[start Input rows]
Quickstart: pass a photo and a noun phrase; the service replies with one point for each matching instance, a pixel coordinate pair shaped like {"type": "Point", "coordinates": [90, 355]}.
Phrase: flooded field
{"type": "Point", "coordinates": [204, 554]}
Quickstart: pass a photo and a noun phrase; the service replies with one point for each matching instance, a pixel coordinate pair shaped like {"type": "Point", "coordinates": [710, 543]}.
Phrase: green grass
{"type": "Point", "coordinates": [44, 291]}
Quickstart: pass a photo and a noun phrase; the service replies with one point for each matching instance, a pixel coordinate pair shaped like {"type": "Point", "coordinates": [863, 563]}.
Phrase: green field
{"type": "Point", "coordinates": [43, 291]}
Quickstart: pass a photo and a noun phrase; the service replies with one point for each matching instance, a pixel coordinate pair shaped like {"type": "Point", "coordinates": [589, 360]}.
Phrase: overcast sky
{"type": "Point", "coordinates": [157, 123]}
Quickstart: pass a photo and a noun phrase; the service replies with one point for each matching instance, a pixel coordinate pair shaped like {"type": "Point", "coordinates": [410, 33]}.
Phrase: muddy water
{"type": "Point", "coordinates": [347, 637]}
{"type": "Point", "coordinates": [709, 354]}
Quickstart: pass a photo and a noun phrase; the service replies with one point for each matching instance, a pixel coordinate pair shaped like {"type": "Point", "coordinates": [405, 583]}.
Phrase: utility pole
[end Input rows]
* **Objective**
Count the lines in the data above that contain the string "like", treating uppercase and lowercase as different. Reply with the number only.

* **Answer below**
6